Could the lines from the top of the material to the line that contains "When queried with the water surface" be retyped exactly, both included and pictures omitted?

[[ RECORDS SHOWN open ]]

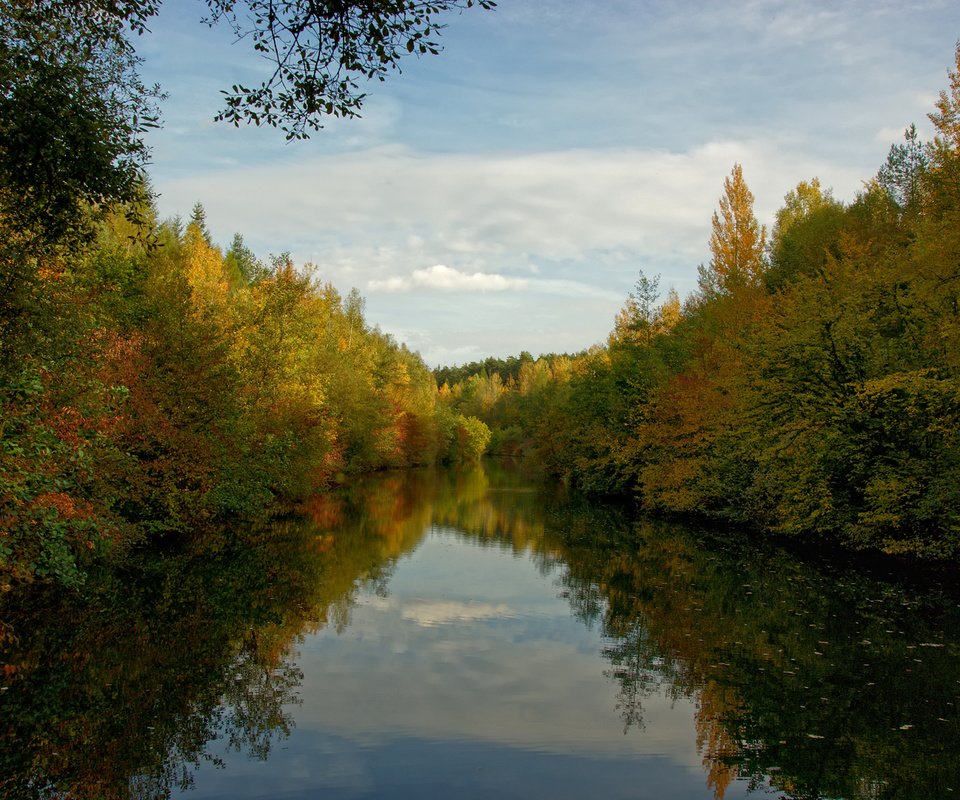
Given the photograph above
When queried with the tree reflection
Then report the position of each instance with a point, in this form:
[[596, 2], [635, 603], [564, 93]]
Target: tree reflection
[[810, 679]]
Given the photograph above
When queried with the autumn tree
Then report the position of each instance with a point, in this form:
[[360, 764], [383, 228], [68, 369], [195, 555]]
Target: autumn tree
[[737, 241], [804, 234]]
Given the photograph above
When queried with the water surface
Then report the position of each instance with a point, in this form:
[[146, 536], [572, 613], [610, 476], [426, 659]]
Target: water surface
[[471, 634]]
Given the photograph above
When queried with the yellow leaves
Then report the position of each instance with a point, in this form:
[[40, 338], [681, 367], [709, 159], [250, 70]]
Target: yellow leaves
[[737, 241]]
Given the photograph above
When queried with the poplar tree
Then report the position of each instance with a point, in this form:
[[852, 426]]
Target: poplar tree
[[738, 240]]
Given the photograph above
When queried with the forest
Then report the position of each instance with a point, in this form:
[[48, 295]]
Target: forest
[[808, 388], [153, 384]]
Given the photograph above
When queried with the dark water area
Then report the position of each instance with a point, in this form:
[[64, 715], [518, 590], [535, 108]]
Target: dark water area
[[474, 634]]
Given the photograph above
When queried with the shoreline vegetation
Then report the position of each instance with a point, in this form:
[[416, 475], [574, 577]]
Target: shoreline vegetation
[[152, 384], [809, 387]]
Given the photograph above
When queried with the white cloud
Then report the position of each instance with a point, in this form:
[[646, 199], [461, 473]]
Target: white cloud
[[445, 279], [444, 612]]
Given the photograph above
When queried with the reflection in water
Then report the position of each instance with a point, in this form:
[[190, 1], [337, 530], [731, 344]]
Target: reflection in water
[[803, 680]]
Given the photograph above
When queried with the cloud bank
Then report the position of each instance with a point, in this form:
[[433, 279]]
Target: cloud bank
[[442, 278]]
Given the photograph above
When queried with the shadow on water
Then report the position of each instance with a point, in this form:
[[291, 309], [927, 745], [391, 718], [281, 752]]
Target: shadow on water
[[810, 680]]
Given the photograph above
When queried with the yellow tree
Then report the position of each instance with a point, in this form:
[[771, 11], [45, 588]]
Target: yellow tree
[[737, 241]]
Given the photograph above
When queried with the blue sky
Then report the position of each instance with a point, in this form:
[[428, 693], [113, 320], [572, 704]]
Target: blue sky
[[504, 195]]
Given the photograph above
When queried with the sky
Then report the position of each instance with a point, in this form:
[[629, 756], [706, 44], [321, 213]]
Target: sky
[[505, 195]]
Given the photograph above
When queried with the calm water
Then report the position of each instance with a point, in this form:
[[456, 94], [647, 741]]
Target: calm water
[[463, 634]]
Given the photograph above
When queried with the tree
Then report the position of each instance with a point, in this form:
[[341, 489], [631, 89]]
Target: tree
[[737, 241], [320, 51], [804, 234]]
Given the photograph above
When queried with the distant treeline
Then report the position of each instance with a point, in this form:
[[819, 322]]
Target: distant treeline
[[810, 386], [507, 368]]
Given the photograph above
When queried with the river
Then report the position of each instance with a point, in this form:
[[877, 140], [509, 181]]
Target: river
[[474, 633]]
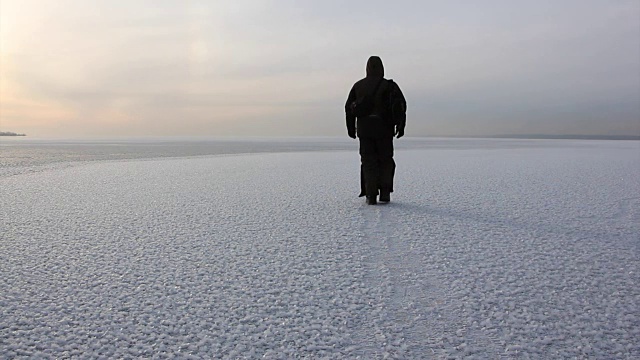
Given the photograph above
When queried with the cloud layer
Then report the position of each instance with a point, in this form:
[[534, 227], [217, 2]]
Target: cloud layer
[[120, 68]]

[[ RECORDS SHOWN closed ]]

*EXERCISE RESPONSE*
Given the photograph above
When queried with the tree reflection
Then report the position of each instance with a point, in this form:
[[596, 2], [635, 603], [564, 93]]
Target: tree reflection
[[810, 679]]
Given the photograph above
When queried with the autumn tree
Then report the position of each instance with a point, in this form:
[[360, 764], [383, 228], [68, 369], [195, 555]]
Target: autumn tree
[[737, 241], [804, 234]]
Given the photograph above
When queried with the water surface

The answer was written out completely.